━━ Provided data
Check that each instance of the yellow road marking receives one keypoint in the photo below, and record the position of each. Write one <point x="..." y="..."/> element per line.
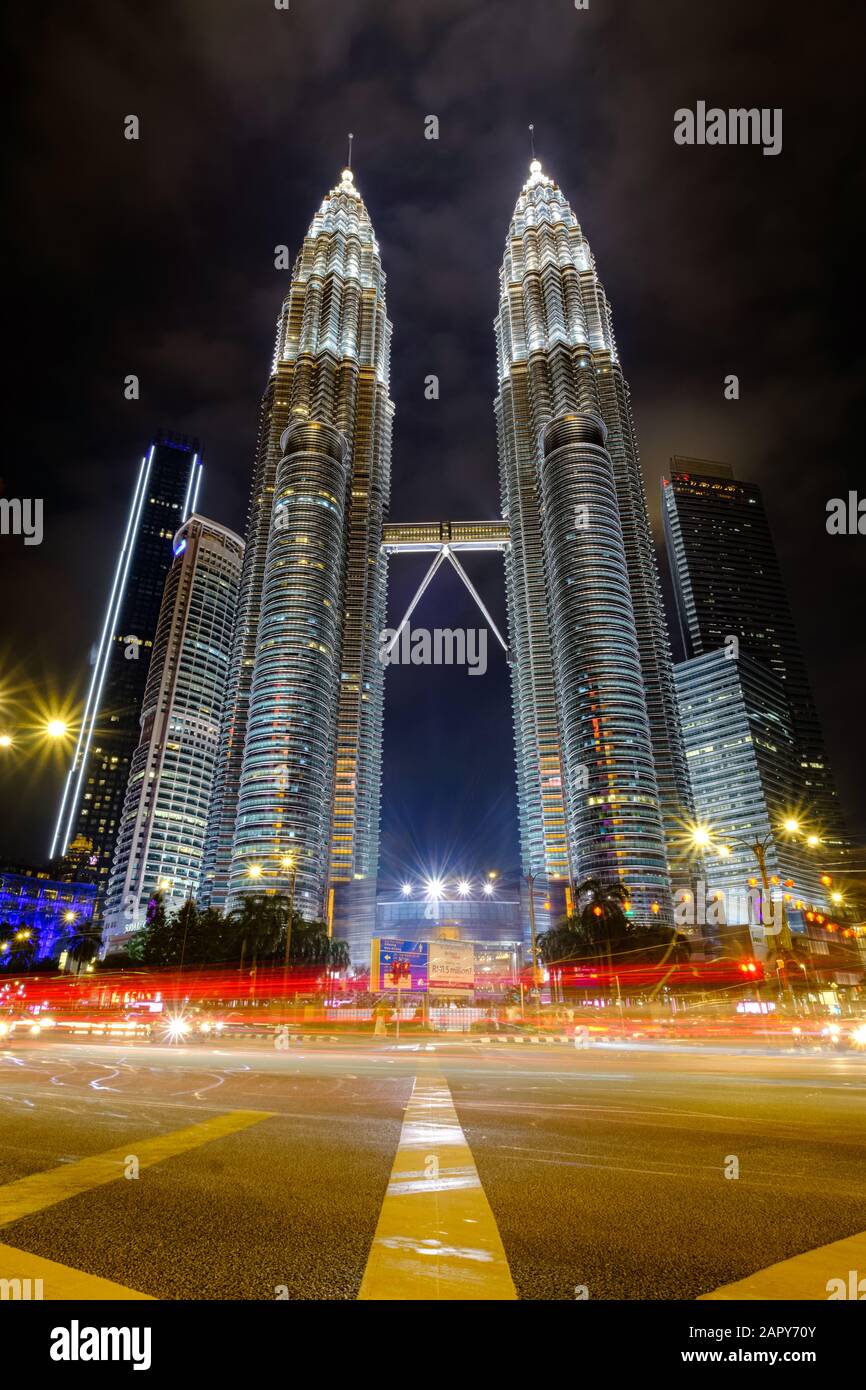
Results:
<point x="42" y="1278"/>
<point x="437" y="1236"/>
<point x="32" y="1194"/>
<point x="804" y="1276"/>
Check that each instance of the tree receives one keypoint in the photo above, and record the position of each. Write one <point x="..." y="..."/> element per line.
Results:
<point x="156" y="943"/>
<point x="339" y="958"/>
<point x="602" y="909"/>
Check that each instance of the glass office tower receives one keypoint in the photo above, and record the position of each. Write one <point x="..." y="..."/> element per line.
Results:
<point x="558" y="359"/>
<point x="161" y="831"/>
<point x="166" y="491"/>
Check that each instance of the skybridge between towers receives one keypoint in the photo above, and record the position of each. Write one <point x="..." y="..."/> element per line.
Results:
<point x="444" y="540"/>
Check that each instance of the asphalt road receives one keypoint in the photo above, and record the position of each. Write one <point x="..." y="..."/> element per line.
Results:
<point x="603" y="1169"/>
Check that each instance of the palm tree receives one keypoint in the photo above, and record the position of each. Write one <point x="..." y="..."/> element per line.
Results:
<point x="602" y="909"/>
<point x="260" y="923"/>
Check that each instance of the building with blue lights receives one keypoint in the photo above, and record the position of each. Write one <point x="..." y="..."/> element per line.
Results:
<point x="166" y="492"/>
<point x="56" y="912"/>
<point x="160" y="843"/>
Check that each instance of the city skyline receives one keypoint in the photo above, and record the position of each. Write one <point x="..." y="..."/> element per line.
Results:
<point x="481" y="178"/>
<point x="433" y="537"/>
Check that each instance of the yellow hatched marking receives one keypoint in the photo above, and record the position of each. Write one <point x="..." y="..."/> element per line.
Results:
━━━━
» **Given request**:
Put each line of the rows above into a Markdown table with two columns, Index and Text, numbering the lines in order. Skip blank lines and leave out the pictures.

» **Exercise response**:
| Index | Text |
|---|---|
| 1 | Check that each instance of the yellow road marking receives one keypoint in the photo below, and record the position of each. Write one <point x="..." y="..."/> element per line. |
| 2 | Results: |
| 3 | <point x="42" y="1278"/> |
| 4 | <point x="437" y="1236"/> |
| 5 | <point x="32" y="1194"/> |
| 6 | <point x="804" y="1276"/> |
| 7 | Check that each instance of the tree receives one keypoint in the photo above, and record the position of each. Write one <point x="..." y="..."/> element per line. |
| 8 | Results: |
| 9 | <point x="156" y="943"/> |
| 10 | <point x="339" y="958"/> |
| 11 | <point x="602" y="909"/> |
| 12 | Check that each instance of the glass office tower receives one keypoint in the photo above, and record the position of each. Write one <point x="..." y="..."/> element per line. |
| 13 | Results: |
| 14 | <point x="558" y="359"/> |
| 15 | <point x="161" y="831"/> |
| 16 | <point x="166" y="491"/> |
| 17 | Check that each instance of the skybridge between towers receives one keypoint in the photo above, and record the position of each. Write one <point x="..." y="..."/> element per line. |
| 18 | Results: |
| 19 | <point x="444" y="540"/> |
| 20 | Check that each instance of the asphalt road receives one keypoint in the photo above, and record the position of each. Write one <point x="..." y="..."/> element per line. |
| 21 | Results: |
| 22 | <point x="603" y="1169"/> |
| 23 | Check that each instance of the palm tree receives one keypoint in the photo above, and record the position of each. Write one <point x="..." y="..."/> element per line. |
| 24 | Results: |
| 25 | <point x="602" y="909"/> |
| 26 | <point x="260" y="923"/> |
| 27 | Check that each instance of the building with blue lights receives one keypoint in the photo above, and record the position of each. Write one <point x="..." y="..."/> element per line. |
| 28 | Results: |
| 29 | <point x="166" y="492"/> |
| 30 | <point x="56" y="912"/> |
| 31 | <point x="160" y="843"/> |
| 32 | Check that each instance of the city skyline receives one keypoint in the photo above, and record the position of each. Write one <point x="..." y="..."/> element per line. |
| 33 | Results: |
| 34 | <point x="481" y="178"/> |
| 35 | <point x="433" y="537"/> |
| 36 | Check that each instance of the yellow hatched marking receives one keypoint in the photo above, and record the position of each. Write one <point x="..." y="..."/> element per line. |
| 37 | Results: |